• **Problem description**:
Rewrite every one of the records below as a numbered list, skipping any blank lines and omitting the pictures.

• **Provided records**:
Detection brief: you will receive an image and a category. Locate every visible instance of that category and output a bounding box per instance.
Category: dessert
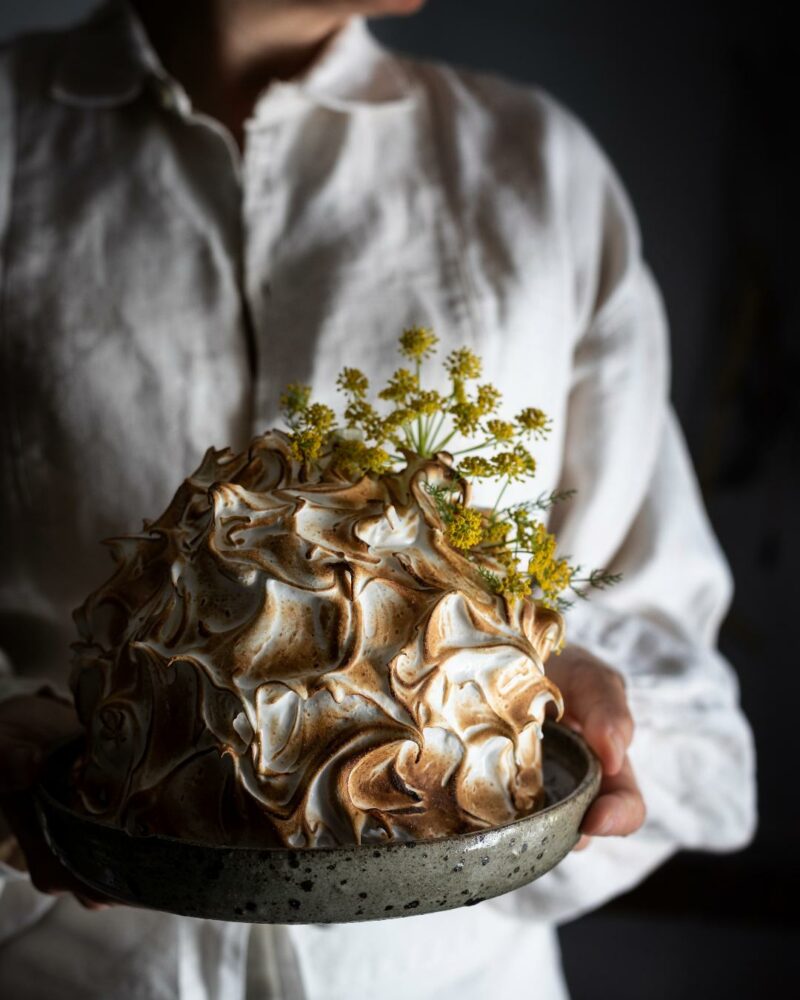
[72,331,612,847]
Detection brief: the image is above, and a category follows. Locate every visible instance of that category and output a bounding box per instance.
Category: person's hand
[547,646,645,851]
[0,695,111,910]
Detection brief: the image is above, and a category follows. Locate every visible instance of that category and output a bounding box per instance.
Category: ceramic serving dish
[36,722,600,924]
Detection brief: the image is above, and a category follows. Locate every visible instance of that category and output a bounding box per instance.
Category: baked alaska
[71,431,562,847]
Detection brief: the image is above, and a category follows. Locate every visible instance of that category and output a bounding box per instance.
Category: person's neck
[133,0,349,146]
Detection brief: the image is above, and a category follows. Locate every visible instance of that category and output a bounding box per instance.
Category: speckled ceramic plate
[37,722,600,924]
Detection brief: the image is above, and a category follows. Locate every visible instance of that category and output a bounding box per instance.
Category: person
[0,0,755,1000]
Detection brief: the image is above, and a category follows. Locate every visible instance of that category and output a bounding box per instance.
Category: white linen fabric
[0,3,755,1000]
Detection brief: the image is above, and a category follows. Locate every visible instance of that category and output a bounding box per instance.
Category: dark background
[0,0,800,1000]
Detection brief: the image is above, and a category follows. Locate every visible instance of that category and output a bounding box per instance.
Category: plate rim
[33,719,601,857]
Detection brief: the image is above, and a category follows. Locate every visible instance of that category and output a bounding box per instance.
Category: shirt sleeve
[488,97,756,921]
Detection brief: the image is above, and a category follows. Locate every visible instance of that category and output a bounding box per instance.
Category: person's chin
[366,0,427,16]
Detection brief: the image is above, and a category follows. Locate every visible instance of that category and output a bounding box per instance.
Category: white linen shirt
[0,3,755,1000]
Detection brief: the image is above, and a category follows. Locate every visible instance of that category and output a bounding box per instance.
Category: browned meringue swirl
[72,431,562,847]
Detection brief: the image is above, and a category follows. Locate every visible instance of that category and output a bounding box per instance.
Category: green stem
[489,476,511,517]
[436,429,457,451]
[424,400,449,455]
[417,358,425,455]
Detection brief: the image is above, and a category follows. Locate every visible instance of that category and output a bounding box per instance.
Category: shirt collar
[51,0,413,118]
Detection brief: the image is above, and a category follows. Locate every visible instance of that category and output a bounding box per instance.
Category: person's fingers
[0,793,116,909]
[581,757,646,837]
[548,647,634,774]
[0,743,44,794]
[0,695,82,795]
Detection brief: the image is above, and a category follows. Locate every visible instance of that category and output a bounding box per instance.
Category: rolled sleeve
[488,111,756,921]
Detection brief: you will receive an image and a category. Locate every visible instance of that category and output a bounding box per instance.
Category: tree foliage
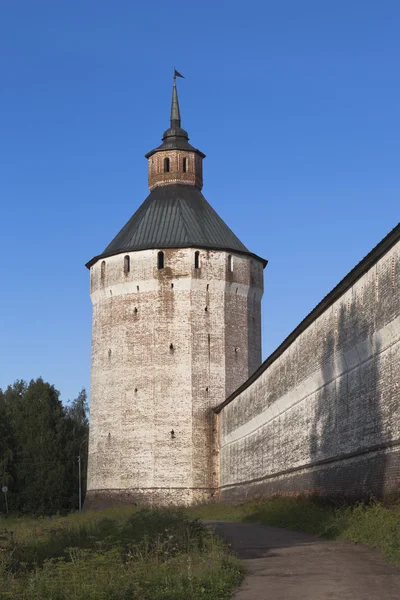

• **Answer below**:
1. Detection brief: you will receive an image and a category. Locate every visible instance of that category and output a bounding box per instance.
2. Category: dessert
3. [72,331,612,847]
4. Detection brief: the image is above, and a category follows. Locate every visible instance of that category and output a bounding box per instance.
5. Category: person's hand
6. [547,646,645,851]
7. [0,695,111,910]
8. Detection brief: the image is above, and a category follows. Locate every visible instance of that category and output a bounding box per instance.
9. Category: ceramic serving dish
10. [36,722,600,924]
11. Detection brief: the image is above, and a category follows. Locate every visible instance of that category and output a bounding box per instance.
12. Category: baked alaska
13. [71,431,562,847]
14. Detection brief: the image is above, and a category follows. Locate every visible instance of that category and output a bounding box per instance.
15. Category: person's neck
16. [133,0,349,146]
17. Detection brief: the image is above, and a category follows. Locate every visible instance of that category and output a bounding box per instance.
18. Category: speckled ceramic plate
19. [37,722,600,924]
20. Detection brief: the image is above, and a category follows. Locate every visible instance of that category and output a bounding box per instance.
21. Category: person
22. [0,0,755,1000]
23. Detection brief: the image is above, and a category follows. Locate every visible instance of that category and output a bounding box per instance.
24. Category: white linen fabric
25. [0,3,755,1000]
26. Detection brief: the image is above, and a category follows. Locate every visible instance of that category and output a bounding box per instance.
27. Category: dark background
28. [0,0,800,1000]
29. Detection brief: the image is above, and a category follows. Locate every visible instance of that category and output a bounding box per instance.
30. Category: plate rim
31. [33,719,601,857]
32. Detection brief: the image is above, and a category follows. Locate every visible instance of that category and output a bounding box per instance.
33. Category: shirt sleeve
34. [488,97,756,921]
35. Detection brief: the image is above, and a category follows. Locate every visible instance of that category and output a bounding box per instance.
36. Category: person's chin
37. [366,0,427,16]
38. Detection brief: the image is above, and a category follows. Locate every visible instance of that category and output a bounding box per instance.
39. Category: white linen shirt
40. [0,3,755,1000]
41. Detection brief: the image is above, and a category follows. Locate every visible instance of that category and output a bounding box per instance.
42. Category: browned meringue swirl
43. [72,431,562,847]
44. Detection brief: the image is above, and a category follows. Locate every visible instance of that category and output a bounding box per instance.
45. Category: green stem
46. [489,476,511,517]
47. [436,429,457,451]
48. [424,400,449,455]
49. [417,358,425,455]
50. Detection brief: the image is above, and a category follows. Locate every visible instance of that category and output a bounding box per instance.
51. Category: shirt collar
52. [51,0,413,118]
53. Detection brief: the image is above, and a category follows. Locate every visible instance of that category and output a bounding box per instance.
54. Category: person's fingers
55. [0,793,116,909]
56. [581,757,646,837]
57. [548,647,634,774]
58. [0,743,44,794]
59. [0,695,82,795]
60. Detection brief: the image is above, and a category follows. Locate every visible instance of that category and output a bounding box per instance.
61. Category: rolled sleeve
62. [488,111,756,921]
63. Detection brief: you will receive an image and a category. Locate every visible instance of that category and output a bounding box per instance.
64. Category: tree foliage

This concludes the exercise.